- **What you are asked to do**: Reproduce the lines below verbatim, omitting the pictures.

[Items in a dataset]
□ □ □ □ □ □ □
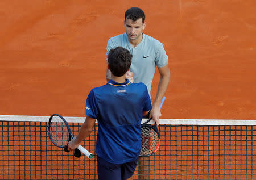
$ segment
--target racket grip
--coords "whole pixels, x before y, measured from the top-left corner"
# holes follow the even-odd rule
[[[164,96],[164,97],[163,97],[163,99],[162,99],[161,104],[160,104],[160,109],[161,109],[162,106],[163,106],[163,104],[164,101],[166,100],[166,98],[165,96]]]
[[[79,145],[77,147],[77,149],[79,149],[89,159],[91,159],[93,157],[93,154],[90,153],[89,151],[86,150],[83,146],[81,145]]]

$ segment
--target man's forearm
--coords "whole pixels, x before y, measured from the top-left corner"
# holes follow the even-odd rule
[[[167,73],[162,76],[160,79],[159,82],[158,83],[158,91],[153,103],[153,107],[160,107],[161,104],[162,99],[164,95],[164,93],[167,89],[168,86],[169,85],[170,79],[170,74]]]

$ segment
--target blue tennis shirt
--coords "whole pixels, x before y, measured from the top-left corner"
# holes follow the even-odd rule
[[[152,108],[146,85],[110,80],[90,91],[86,106],[86,115],[98,120],[97,156],[113,164],[136,160],[141,147],[142,111]]]

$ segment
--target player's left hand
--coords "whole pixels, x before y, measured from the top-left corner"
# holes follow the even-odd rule
[[[155,121],[158,126],[159,125],[159,119],[161,116],[162,114],[159,107],[153,106],[153,108],[150,111],[150,117],[153,118],[153,119]]]
[[[76,143],[76,138],[73,139],[68,144],[68,150],[74,150],[76,149],[79,144]]]

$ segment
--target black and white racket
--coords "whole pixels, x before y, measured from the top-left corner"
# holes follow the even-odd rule
[[[74,138],[74,136],[68,123],[63,116],[58,114],[53,114],[51,116],[48,124],[48,133],[51,141],[55,145],[64,148],[64,150],[68,152],[68,143],[71,138]],[[81,156],[81,152],[89,159],[93,157],[93,154],[80,145],[75,150],[74,156],[79,158]]]
[[[166,97],[163,97],[162,99],[160,109],[166,100]],[[152,125],[147,124],[147,123],[152,120],[150,118],[145,123],[141,124],[141,149],[139,156],[146,157],[155,153],[159,148],[160,143],[161,141],[160,134],[158,132],[156,123]]]

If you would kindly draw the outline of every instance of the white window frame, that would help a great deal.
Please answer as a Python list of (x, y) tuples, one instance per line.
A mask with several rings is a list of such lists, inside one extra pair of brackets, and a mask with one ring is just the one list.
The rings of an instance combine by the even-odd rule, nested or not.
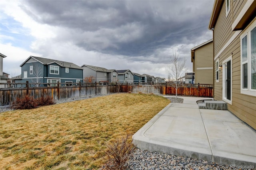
□ □ □ □ □ □ □
- **Written response**:
$ segment
--target racket grip
--coords "whole pixels, x before y, measured from the top-left corner"
# holes follow the even-odd rule
[[[164,96],[164,97],[163,97],[163,99],[162,99],[161,104],[160,104],[160,109],[161,109],[162,106],[163,106],[163,104],[164,101],[166,100],[166,98],[165,96]]]
[[[79,145],[77,147],[77,149],[79,149],[89,159],[91,159],[93,157],[93,154],[90,153],[89,151],[86,150],[83,146],[81,145]]]

$ segment
--target man's forearm
--coords "whole pixels, x before y, measured from the top-left corner"
# holes follow the even-odd rule
[[[167,73],[162,76],[160,79],[159,82],[158,83],[158,91],[153,103],[153,107],[160,107],[161,104],[162,99],[164,95],[164,93],[167,89],[168,86],[169,85],[170,79],[170,74]]]

$ segment
--target blue tennis shirt
--coords "whole pixels, x before y, measured from the top-left corner"
# holes follow the even-odd rule
[[[152,108],[146,85],[110,80],[90,91],[86,106],[86,115],[98,120],[97,156],[113,164],[136,160],[141,147],[142,111]]]

$ segment
--target player's left hand
--coords "whole pixels, x before y, measured from the top-left corner"
# holes follow the even-odd rule
[[[155,121],[158,126],[159,125],[159,119],[161,116],[162,114],[159,107],[153,106],[153,108],[150,111],[150,117],[153,118],[153,119]]]
[[[76,143],[76,138],[73,139],[68,144],[68,150],[74,150],[76,149],[79,144]]]

$ segment
--target black and white racket
--coords "whole pixels, x before y, measured from the top-left corner"
# holes follow the even-odd rule
[[[74,138],[74,136],[68,123],[63,116],[58,114],[53,114],[51,116],[48,124],[48,133],[51,141],[55,145],[64,148],[64,150],[68,152],[68,143],[71,138]],[[81,156],[81,152],[89,159],[93,157],[93,154],[80,145],[75,150],[74,156],[79,158]]]
[[[166,97],[163,97],[162,99],[160,109],[166,100]],[[152,125],[147,124],[147,123],[152,120],[150,118],[145,123],[141,124],[141,149],[139,156],[146,157],[155,153],[159,148],[160,143],[161,141],[160,134],[158,132],[156,123]]]

If you would kindly draw the outline of every instance of the white window frame, that would help a great deal.
Please answer as a Python list of (x, y) tuples, one instance per line.
A mask with several rings is a list of such lists, inside one extra pair of brackets, and a mask with one ring is just the one list.
The rings of an instance combine by the even-odd rule, nested or not.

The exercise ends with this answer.